Goal of the exercise =
Where does the word "trace" appear in the data? Copy every line that holds it.

Exercise material =
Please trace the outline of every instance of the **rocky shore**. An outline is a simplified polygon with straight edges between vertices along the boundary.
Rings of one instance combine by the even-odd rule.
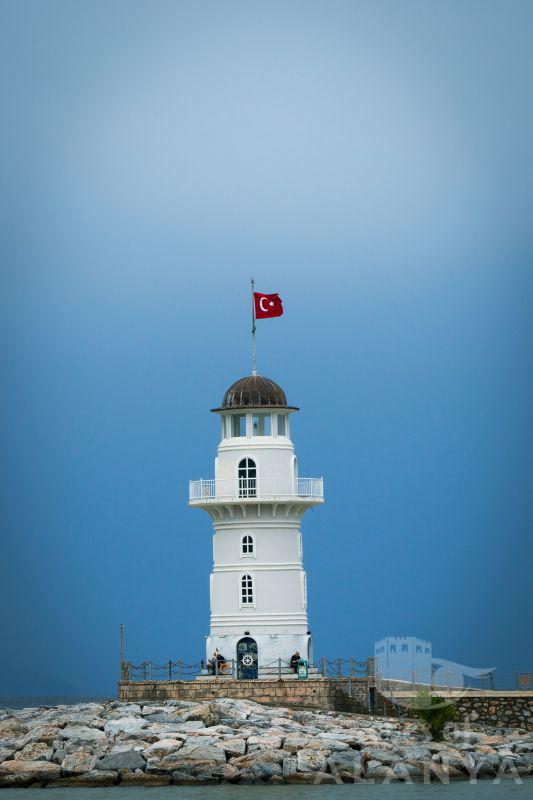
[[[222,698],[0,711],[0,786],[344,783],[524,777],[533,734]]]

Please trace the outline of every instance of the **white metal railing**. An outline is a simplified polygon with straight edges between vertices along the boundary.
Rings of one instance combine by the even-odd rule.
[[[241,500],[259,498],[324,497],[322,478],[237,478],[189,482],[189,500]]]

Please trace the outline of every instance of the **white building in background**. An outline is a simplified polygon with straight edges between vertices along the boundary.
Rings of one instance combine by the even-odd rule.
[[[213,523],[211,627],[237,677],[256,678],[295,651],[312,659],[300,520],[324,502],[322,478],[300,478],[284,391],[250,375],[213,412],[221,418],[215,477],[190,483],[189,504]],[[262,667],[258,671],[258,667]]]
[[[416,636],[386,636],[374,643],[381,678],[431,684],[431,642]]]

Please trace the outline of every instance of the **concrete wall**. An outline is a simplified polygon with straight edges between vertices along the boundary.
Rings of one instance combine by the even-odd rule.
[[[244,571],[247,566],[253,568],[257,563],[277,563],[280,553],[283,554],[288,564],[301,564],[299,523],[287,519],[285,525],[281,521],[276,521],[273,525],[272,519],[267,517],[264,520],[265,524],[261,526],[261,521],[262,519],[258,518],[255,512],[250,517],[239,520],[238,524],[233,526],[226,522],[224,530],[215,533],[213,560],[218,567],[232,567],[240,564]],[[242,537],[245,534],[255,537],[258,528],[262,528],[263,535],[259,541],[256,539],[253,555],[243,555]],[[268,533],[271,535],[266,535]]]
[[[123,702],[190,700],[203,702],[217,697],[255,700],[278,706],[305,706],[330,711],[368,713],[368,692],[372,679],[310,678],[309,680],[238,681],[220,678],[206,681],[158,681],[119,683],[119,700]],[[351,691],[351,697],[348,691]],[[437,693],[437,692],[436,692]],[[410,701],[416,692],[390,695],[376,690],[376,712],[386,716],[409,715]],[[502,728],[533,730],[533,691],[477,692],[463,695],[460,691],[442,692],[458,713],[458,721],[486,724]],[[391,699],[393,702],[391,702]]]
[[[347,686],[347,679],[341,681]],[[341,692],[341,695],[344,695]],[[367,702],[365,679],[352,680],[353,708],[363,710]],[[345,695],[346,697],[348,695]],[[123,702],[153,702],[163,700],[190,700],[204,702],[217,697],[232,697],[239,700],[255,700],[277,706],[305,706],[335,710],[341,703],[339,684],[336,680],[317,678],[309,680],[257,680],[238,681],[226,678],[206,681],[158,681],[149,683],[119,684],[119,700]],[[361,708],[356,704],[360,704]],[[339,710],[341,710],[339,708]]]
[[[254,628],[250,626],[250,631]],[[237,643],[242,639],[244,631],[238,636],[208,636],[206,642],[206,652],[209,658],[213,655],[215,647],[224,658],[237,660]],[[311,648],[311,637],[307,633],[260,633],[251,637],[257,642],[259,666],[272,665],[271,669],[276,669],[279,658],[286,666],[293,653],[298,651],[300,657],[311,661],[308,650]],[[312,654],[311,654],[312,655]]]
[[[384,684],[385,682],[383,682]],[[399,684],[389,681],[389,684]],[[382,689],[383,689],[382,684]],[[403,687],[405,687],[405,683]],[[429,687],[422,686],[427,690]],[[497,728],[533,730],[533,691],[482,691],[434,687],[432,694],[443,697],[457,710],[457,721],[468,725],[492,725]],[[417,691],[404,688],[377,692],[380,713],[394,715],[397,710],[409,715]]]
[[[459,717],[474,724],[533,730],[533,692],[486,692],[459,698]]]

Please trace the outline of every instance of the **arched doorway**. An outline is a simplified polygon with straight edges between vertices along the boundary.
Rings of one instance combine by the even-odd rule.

* * *

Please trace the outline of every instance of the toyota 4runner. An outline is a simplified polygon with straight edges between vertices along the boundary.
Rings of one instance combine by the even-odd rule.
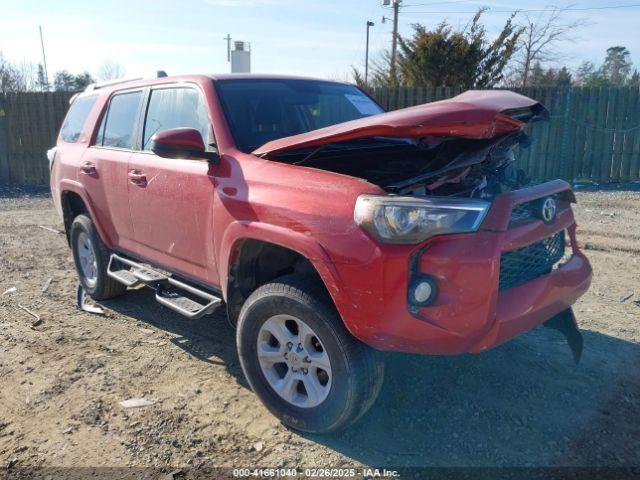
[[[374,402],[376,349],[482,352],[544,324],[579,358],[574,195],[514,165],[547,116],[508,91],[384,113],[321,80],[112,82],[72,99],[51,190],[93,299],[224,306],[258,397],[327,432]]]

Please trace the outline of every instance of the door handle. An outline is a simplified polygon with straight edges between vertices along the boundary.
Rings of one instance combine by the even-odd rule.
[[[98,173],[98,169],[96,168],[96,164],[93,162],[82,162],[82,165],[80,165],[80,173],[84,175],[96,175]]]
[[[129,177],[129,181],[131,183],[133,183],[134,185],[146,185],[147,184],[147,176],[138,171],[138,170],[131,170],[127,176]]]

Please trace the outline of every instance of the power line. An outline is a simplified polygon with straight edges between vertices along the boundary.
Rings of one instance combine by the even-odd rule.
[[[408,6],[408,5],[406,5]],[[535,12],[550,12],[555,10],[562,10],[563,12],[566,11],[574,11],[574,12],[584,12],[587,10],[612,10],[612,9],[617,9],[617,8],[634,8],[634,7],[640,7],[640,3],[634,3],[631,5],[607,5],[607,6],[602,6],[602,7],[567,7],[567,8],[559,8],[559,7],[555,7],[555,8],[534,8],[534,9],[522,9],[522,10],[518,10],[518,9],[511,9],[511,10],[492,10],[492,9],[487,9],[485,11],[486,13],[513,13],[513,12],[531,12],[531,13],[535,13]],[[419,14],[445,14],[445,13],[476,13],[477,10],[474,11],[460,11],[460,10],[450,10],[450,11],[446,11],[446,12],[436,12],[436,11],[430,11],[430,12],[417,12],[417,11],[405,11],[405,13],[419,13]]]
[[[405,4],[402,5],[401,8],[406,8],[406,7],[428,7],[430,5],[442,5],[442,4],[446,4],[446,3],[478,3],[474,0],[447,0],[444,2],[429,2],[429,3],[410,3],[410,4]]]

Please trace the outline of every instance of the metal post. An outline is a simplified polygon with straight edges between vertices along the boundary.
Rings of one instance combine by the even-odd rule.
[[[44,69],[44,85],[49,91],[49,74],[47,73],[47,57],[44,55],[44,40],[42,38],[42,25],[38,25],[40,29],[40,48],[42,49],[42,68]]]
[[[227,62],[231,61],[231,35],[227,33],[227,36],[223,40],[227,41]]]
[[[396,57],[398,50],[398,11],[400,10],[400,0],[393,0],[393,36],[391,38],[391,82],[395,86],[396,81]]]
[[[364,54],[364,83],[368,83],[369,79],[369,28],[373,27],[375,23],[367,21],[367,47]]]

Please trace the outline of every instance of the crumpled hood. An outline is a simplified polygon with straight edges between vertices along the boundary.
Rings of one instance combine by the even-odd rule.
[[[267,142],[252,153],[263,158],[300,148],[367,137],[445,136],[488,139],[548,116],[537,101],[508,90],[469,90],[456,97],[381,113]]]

Exercise solution =
Please trace the outline of every instance of the **rocky shore**. An outline is a simplified polygon with straight edges between vertices along the boundary.
Please trace the outline of every instance of the **white metal railing**. An outline is a simplified polygon with straight edges between vertices along the boundary.
Please trace the outline of every instance of the **white building in background**. An outline is a simplified polygon with straight edges between vertices along the boundary.
Please trace the outline of every instance of the **concrete wall**. An outline is a simplified polygon with straight edges between vertices along the boundary.
Please trace the outline of every instance of the **arched doorway**. An outline is a simplified polygon with straight edges between vertices along the boundary.
Please trace the outline of every instance of the toyota 4runner. An outline is a simplified polygon with straight edges between vertices along the boundary.
Please trace the outline of every instance of the door handle. An outline is a simplified polygon with straight edges between vertices along the boundary.
Please trace the outline of every instance of the power line. An outline is a simplified polygon with straight edges between vertices along the boundary.
Please trace the outline of every instance of the metal post. An outline is a simplified polygon with straight edges between vertices along the boundary.
Please trace the outline of every instance of the crumpled hood. An outline is a simplified polygon with straight edges between vertices along the boundary.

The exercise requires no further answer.